SOURCE DOCUMENT.
'''

21 AUGUST 2004, Page 42

The pity of war

James Delingpole

Apart from The Sopranos (back on E4) .quite the biggest treat on TV this week was Whicker's War (Channel 4. Monday), the first in a two-part series about Alan Whicker's experiences as a captain with the Army Film and Photo Unit (AFPU) during the Italian campaign of 1943-44.

You might imagine that a genial smoothy-chops like Whicker would have wangled himself a cushy war. But no, with the AFPU he experienced 'far more battles, assault landings, shot and shell and invasions' than ever he'd done as an infantryman. In the days before telephoto lenses, the only way of getting vivid actionshots was to place yourself right in the thick of it, with the result that of his team's 40 cameramen, eight were killed and 13 seriously injured. It was, said Whicker in that familiar, lilting, puzzled voice, 'savage warfare that few of today's young soldiers let alone young civilians could ever envisage in their worst nightmares'.

With the useful support of some of the 200,000 stills photos and half-million feet of film he and his team took en route, Whicker deftly and movingly evoked the chaos, pity and randomness of war. He remembered the deliciousness of his first tomato after landing in Sicily; the desperate intensity of the camaraderie in those precious weeks' lull at a magnificent Taormina villa prior to the inevitable assault on the mainland. And he regretted that not one of his friends from that period is still alive to share his memories.

'''

SOURCE MATERIAL.

'''

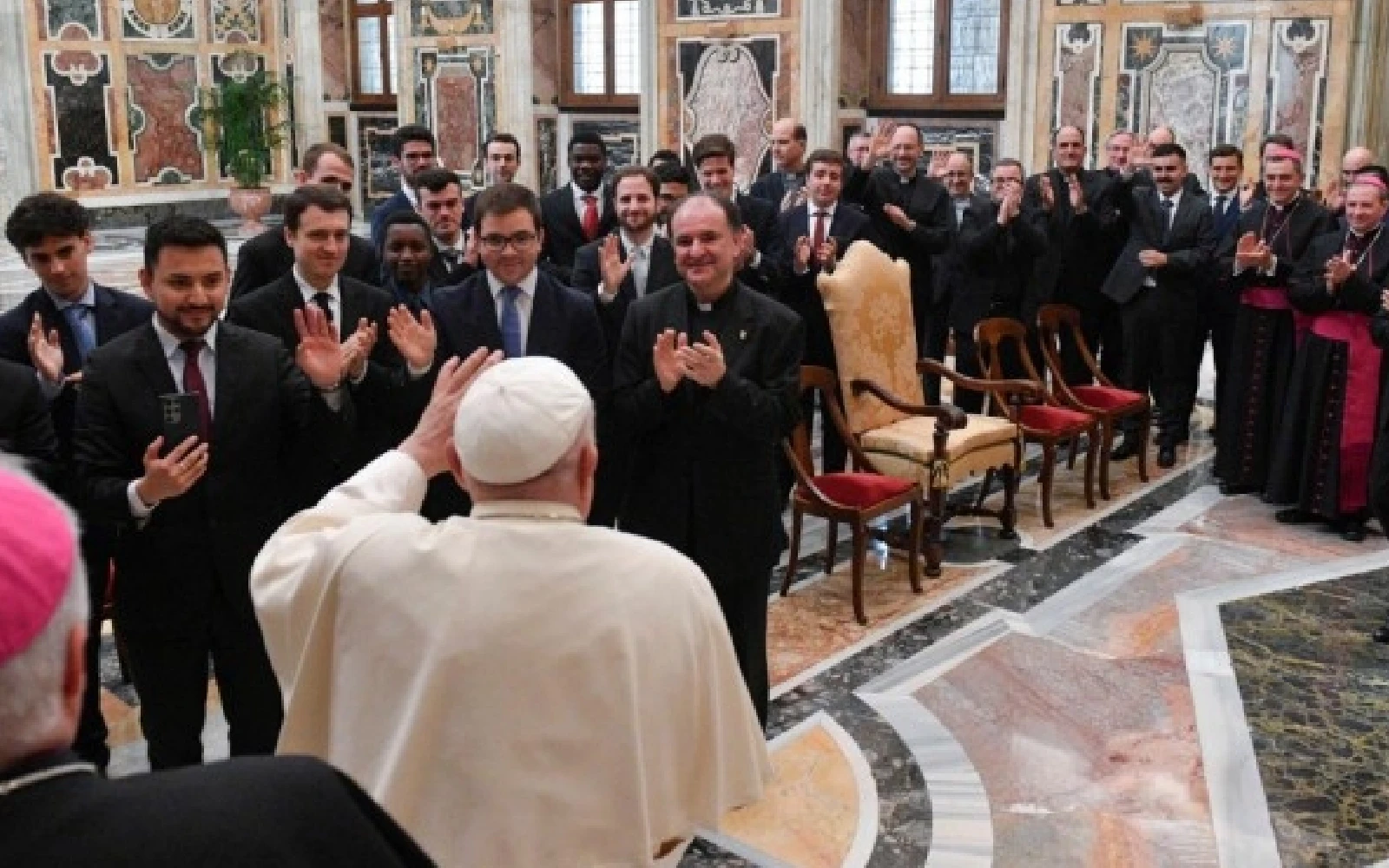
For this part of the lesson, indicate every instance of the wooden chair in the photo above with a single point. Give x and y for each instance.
(1103, 400)
(852, 497)
(1048, 424)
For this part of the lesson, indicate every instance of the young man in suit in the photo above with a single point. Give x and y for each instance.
(509, 305)
(268, 257)
(414, 152)
(617, 271)
(910, 217)
(784, 185)
(264, 810)
(580, 212)
(317, 228)
(708, 379)
(823, 227)
(997, 245)
(1156, 282)
(763, 249)
(196, 513)
(53, 331)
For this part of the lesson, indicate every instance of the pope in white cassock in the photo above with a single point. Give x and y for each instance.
(514, 687)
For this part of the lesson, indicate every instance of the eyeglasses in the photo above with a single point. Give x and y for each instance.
(497, 243)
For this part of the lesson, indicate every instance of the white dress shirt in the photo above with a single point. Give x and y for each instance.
(525, 302)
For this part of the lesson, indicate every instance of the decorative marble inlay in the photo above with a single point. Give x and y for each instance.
(157, 18)
(727, 88)
(161, 103)
(1299, 52)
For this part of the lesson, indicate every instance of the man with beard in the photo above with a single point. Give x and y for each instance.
(1261, 253)
(708, 381)
(1083, 242)
(578, 213)
(1326, 430)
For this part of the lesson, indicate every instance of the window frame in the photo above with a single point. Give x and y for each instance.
(363, 10)
(588, 102)
(941, 99)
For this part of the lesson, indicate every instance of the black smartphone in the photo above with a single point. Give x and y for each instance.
(181, 420)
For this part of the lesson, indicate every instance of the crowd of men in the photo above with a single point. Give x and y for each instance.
(620, 353)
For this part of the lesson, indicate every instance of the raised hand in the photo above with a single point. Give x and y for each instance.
(414, 339)
(667, 361)
(174, 474)
(432, 437)
(705, 361)
(319, 354)
(45, 351)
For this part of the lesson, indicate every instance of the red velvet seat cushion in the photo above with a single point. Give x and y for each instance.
(860, 490)
(1043, 417)
(1106, 398)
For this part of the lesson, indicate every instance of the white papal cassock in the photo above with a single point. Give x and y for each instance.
(514, 687)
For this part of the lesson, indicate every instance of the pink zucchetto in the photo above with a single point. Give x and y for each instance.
(36, 555)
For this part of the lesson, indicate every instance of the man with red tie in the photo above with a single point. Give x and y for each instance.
(578, 213)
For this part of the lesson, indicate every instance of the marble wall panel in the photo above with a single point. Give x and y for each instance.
(332, 38)
(161, 101)
(451, 17)
(1298, 60)
(728, 87)
(157, 20)
(78, 85)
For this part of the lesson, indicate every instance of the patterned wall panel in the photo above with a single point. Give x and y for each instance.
(80, 85)
(1192, 80)
(458, 101)
(1076, 78)
(728, 87)
(1298, 82)
(161, 102)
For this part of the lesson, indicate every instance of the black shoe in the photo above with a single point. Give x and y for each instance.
(1125, 450)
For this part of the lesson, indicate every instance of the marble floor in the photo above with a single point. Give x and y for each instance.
(1168, 680)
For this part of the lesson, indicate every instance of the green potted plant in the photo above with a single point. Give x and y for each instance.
(242, 125)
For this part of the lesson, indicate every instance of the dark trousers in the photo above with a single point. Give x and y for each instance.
(170, 675)
(1163, 356)
(96, 559)
(743, 602)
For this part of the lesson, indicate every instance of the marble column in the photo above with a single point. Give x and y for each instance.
(649, 62)
(18, 161)
(516, 82)
(310, 118)
(820, 36)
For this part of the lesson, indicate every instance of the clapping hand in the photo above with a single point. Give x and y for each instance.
(414, 339)
(703, 361)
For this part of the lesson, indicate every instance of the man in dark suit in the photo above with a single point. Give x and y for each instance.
(1083, 242)
(763, 247)
(317, 224)
(52, 331)
(580, 212)
(782, 187)
(708, 407)
(823, 227)
(509, 305)
(264, 810)
(413, 152)
(997, 243)
(268, 257)
(617, 271)
(1156, 282)
(910, 217)
(196, 513)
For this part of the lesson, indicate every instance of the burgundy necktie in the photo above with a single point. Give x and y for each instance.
(590, 217)
(194, 384)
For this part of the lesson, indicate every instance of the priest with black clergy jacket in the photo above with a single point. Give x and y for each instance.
(1326, 435)
(1261, 253)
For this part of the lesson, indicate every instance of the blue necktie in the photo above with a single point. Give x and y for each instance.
(83, 332)
(511, 342)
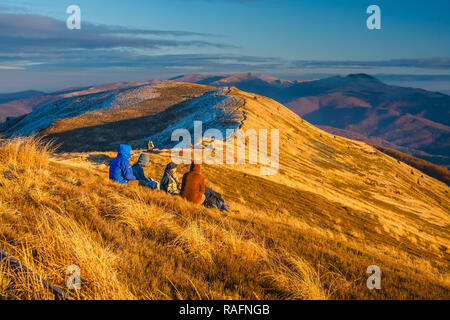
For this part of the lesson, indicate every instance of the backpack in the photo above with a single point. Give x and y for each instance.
(214, 200)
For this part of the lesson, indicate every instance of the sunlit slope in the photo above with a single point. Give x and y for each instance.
(310, 231)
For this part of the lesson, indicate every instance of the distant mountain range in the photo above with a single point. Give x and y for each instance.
(358, 106)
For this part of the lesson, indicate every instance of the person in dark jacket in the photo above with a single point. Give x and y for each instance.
(193, 185)
(138, 171)
(120, 168)
(169, 182)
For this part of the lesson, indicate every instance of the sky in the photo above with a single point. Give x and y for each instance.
(143, 40)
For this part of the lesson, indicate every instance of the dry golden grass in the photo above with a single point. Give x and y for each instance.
(309, 232)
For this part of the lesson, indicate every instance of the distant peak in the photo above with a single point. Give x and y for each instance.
(361, 76)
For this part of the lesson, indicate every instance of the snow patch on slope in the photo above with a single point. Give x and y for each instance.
(214, 109)
(44, 116)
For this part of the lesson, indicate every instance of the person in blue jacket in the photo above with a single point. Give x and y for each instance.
(120, 168)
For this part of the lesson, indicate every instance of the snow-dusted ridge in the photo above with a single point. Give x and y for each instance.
(215, 109)
(44, 116)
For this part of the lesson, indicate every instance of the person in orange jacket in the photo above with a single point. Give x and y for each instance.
(193, 185)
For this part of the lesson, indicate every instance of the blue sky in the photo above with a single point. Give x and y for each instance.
(141, 40)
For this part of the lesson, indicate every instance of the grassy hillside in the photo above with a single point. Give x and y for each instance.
(435, 171)
(309, 232)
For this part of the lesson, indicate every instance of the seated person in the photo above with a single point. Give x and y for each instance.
(120, 168)
(138, 171)
(169, 182)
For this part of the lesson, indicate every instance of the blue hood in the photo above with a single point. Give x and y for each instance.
(124, 150)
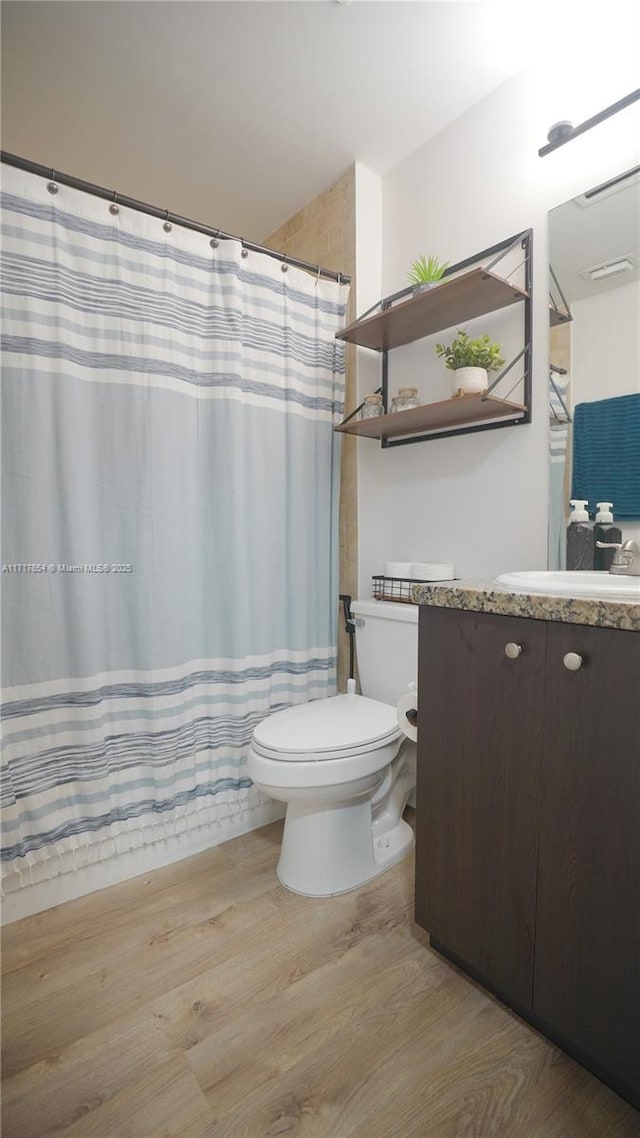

'''

EXERCISE INSTRUCTIONS.
a. Tally the lines in the entries that contain the word "wall", and reply with the number alone.
b. Carry on the review of Whicker's War, beginning after its final sentence.

RESPONSES TO THE EXERCISE.
a. 2

b.
Just how good the programme was I only fully realised after I'd sat, open-mouthed in growing horror and disbelief, through some of its dismal rivals. By this, I don't mean the excellent Monte Cassino: The Soldiers' Story (Channel 4, Sunday), in which veterans from both sides — aided by unobtrusive dramatisations — recalled what it was like to fight in possibly the most bloodily pointless battle of the European theatre. But I do very much mean the hare-brained The Lost Buildings of Britain (Channel 4, Mondays) and the magisterially ludicrous Battlefield Britain (BBC2, Fridays).

What particularly depressed me about The Lost Buildings of Britain was the way a decent, intelligent idea had been dumbed down to the point of drooling inanity. Its presenter Simon Thurley is a handsome, engaging, charismatic architectural historian who, left to his own devices, would surely have delivered the most brilliant, illustrated lecture on the fate of some of Britain's great vanished buildings (Glastonbury Abbey, Whitehall Palace, Fonthill Abbey, etc.).

Tragically, though, no one was brave enough to give Thurley his head. Instead of being allowed to trust his expertise, we had to watch the poor chap going round the country consulting lots of mini-experts (many of them female, naturally, lest we assume architectural history is too boysy a subject) and pretending to be astounded and tickled to learn things he knew already (e.g., that urine was a prime ingredient in 18th-century plasterwork).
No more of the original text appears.